▶ WORK ITEM
After locating the line that contains "POLYGON ((192 160, 214" in the records below, write out exactly that line and each line after it through the one that contains "Give the mask of the cabinet", and nothing else.

▶ SUPPLIED RECORDS
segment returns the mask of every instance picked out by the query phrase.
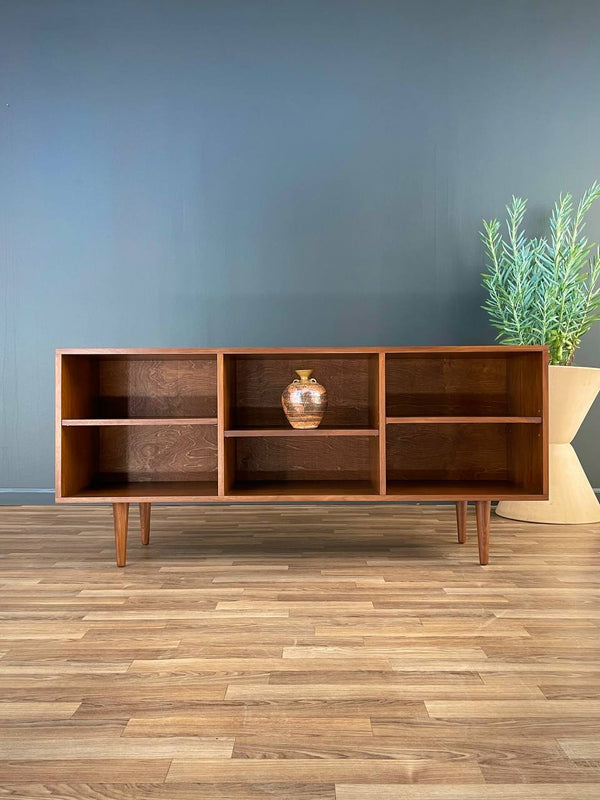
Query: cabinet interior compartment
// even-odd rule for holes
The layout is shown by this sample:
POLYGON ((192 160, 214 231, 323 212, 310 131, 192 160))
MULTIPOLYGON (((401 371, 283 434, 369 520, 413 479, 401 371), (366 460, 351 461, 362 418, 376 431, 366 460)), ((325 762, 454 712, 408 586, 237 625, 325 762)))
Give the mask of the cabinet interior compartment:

--

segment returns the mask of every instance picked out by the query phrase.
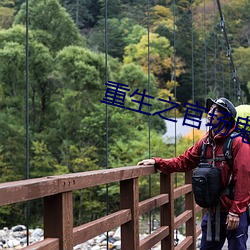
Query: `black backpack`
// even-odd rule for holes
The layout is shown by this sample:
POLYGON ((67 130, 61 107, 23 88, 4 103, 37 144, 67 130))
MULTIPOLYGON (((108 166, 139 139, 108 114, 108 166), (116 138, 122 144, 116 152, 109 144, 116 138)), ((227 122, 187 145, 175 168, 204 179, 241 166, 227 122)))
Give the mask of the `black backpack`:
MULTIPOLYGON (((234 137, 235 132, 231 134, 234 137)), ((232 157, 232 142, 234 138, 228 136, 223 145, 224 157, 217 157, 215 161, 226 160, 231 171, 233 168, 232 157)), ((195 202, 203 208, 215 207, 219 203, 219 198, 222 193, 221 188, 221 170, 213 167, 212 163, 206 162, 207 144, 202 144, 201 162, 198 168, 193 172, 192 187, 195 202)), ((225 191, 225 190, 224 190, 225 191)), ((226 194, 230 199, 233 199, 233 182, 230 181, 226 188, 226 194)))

▶ EXERCISE ANSWER
POLYGON ((192 160, 214 231, 323 212, 310 131, 192 160))
MULTIPOLYGON (((401 371, 283 434, 369 520, 413 479, 401 371), (366 460, 351 461, 362 418, 376 431, 366 460)), ((325 762, 454 712, 408 586, 237 625, 325 762)))
Give the mask of the cabinet interior compartment:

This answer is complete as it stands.